WHAT YOU HAVE TO DO: Quote the passage of the interview about Microsoft in Nepal from "The US tech" up to and including "an official visit.", word for word.

TEXT SHOWN:
···
The US tech giant Microsoft Corporation has been expanding its presence in Nepal in recent years. The Redmond, Washington-based company has been active in providing a number of software and internet services support programmes as well as cyber security assistance to several government and private sector institutions and is also engaged in promoting tech entrepreneurship and IT education in the country. Sook Hoon Cheah, president of Microsoft, Southeast Asia and New Markets, was recently in Kathmandu for an official visit.
Sook Hoon, who has been with Microsoft for the last 22 years, is in the post since July 2018. Her responsibilities include accelerating customer digital transformation in the region and scaling the partner ecosystem across Nepal, Bangladesh, Bhutan, Sri Lanka, Maldives, Myanmar, Cambodia, Brunei and Laos. In an interview with New Business Age, Cheah talked about Microsoft’s market, strategy and expansion plans in Nepal. Excerpts:
What services do you offer here in Nepal?
At Microsoft, our mission is to empower every person and every organisation to achieve more. So, the services that we offer in Nepal are similar to the services that we provide in any other country, which includes our enterprise-grade infrastructure platform, Azure. We are additionally offering Microsoft 365, our productivity cloud technology and Microsoft Dynamic 365, our business application. We want to ensure every student, startup, entrepreneur, business owner, government and association will be able to focus on their business leveraging our world-class infrastructure to deliver the value back to the citizens, the end customers and the community alike. Currently, we have 95 percent of Fortune 500 customers already on our Azure cloud. We believe that organisations and individuals here in Nepal will be able to utilise our services right away.
How is the market for Microsoft growing in Nepal?
The sky is the limit in terms of Microsoft’s market expansion plan in Nepal. We believe that companies that can drive services and serve as value differentiators are going to excel, and they will also grow as fast as the world wants to take them. It is not just limited to the 29 million citizens of Nepal; it is cross-geographic. With the cloud technology, you can serve your neighbouring countries and so forth. So we should focus on growth not just within a local GDP perspective, but we must also think of employment and growth in the quality of services. Microsoft is very excited to do business in Nepal, and that’s the reason we have been travelling to Nepal and have been here for a long time now.
···
STORED DATA:
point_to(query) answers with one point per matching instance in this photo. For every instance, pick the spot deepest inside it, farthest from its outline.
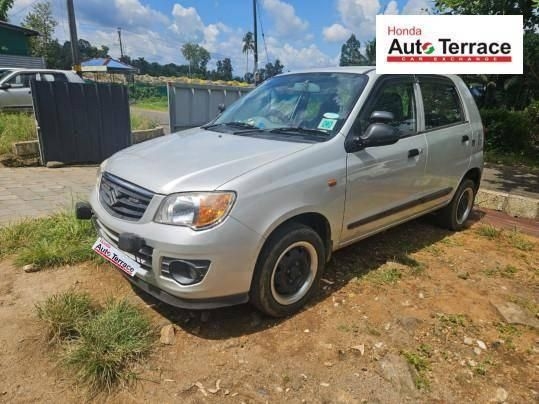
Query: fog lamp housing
(187, 272)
···
EXERCISE ANSWER:
The US tech giant Microsoft Corporation has been expanding its presence in Nepal in recent years. The Redmond, Washington-based company has been active in providing a number of software and internet services support programmes as well as cyber security assistance to several government and private sector institutions and is also engaged in promoting tech entrepreneurship and IT education in the country. Sook Hoon Cheah, president of Microsoft, Southeast Asia and New Markets, was recently in Kathmandu for an official visit.